## TO BE DONE
Find each line in the listing below that contains the word "wheel" and copy those lines out in full. Uppercase and lowercase letters must match.

## THE INPUT
───

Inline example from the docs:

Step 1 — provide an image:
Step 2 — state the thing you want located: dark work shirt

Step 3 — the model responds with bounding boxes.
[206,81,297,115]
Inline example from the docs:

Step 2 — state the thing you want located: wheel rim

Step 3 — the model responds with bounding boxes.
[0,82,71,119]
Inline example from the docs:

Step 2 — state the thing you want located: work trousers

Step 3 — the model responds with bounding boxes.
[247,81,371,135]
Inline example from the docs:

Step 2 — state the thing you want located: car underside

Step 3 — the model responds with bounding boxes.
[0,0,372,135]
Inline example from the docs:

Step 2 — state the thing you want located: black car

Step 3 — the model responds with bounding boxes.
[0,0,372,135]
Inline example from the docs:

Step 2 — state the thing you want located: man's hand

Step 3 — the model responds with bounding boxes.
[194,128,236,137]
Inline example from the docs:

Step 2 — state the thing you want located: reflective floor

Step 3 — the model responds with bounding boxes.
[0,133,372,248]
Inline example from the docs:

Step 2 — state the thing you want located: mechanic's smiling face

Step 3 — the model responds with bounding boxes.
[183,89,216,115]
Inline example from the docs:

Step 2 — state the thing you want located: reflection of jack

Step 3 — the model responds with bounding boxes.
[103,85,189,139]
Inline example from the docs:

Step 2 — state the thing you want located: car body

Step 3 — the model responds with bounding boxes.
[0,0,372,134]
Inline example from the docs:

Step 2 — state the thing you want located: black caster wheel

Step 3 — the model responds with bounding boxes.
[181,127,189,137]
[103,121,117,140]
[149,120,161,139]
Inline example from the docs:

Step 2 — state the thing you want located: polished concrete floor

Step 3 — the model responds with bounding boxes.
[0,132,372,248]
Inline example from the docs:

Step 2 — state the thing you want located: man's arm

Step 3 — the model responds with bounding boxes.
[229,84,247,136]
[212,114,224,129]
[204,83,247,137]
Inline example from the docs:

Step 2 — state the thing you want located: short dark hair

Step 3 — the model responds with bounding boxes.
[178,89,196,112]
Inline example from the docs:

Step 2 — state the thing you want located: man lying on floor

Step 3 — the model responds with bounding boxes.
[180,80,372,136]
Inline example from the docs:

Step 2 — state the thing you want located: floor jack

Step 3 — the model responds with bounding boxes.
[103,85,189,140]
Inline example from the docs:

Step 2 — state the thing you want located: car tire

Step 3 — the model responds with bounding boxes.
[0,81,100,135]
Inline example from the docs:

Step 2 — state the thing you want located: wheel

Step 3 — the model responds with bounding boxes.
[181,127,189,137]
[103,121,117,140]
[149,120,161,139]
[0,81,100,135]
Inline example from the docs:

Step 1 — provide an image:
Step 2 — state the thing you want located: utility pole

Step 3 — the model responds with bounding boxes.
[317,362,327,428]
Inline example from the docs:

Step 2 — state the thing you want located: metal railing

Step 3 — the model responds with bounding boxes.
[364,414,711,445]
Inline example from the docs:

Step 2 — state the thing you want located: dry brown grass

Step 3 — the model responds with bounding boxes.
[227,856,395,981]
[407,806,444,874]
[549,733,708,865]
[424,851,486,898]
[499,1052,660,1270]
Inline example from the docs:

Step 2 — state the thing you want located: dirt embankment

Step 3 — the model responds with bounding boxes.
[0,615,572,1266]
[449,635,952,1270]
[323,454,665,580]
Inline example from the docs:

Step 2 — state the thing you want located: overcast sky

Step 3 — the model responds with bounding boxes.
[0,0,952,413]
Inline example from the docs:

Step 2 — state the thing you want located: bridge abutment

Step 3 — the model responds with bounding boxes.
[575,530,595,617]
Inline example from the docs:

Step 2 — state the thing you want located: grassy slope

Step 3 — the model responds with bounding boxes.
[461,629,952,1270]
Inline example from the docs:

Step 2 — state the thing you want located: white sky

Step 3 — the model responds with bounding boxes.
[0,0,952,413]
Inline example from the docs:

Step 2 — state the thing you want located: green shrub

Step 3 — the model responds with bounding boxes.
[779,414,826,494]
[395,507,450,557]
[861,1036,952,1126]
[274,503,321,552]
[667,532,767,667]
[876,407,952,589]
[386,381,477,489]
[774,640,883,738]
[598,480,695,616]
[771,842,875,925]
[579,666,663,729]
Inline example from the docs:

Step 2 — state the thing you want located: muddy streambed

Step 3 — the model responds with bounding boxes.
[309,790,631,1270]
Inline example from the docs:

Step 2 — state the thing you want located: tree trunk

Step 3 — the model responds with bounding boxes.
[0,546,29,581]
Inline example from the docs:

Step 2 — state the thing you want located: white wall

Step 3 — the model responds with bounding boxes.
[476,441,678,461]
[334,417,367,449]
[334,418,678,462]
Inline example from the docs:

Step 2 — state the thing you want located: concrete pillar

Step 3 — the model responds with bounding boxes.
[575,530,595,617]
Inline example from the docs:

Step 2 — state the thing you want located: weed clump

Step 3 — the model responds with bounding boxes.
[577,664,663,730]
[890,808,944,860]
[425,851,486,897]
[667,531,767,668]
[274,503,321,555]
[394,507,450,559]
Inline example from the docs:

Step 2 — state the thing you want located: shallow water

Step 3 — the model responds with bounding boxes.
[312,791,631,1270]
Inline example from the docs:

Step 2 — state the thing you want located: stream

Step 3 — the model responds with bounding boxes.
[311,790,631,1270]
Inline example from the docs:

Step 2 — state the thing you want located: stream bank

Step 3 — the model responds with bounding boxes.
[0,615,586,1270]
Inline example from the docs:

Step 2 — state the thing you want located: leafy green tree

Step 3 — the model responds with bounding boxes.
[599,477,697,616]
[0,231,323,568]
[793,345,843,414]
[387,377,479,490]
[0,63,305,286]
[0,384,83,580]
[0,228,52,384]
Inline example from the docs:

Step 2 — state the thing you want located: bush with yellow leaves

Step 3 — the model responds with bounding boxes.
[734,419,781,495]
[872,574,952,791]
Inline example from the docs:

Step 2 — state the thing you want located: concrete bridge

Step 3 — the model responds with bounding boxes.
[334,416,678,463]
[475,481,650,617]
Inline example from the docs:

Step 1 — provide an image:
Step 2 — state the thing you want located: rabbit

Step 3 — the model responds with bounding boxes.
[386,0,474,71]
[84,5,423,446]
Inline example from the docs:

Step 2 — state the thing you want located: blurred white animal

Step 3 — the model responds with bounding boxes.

───

## PROBLEM SOLUTION
Step 2 — state the thing you want located: wheel rim
Step 2 — state the thing you want located: black caster wheel
Step 2 — state the thing you want located: wheel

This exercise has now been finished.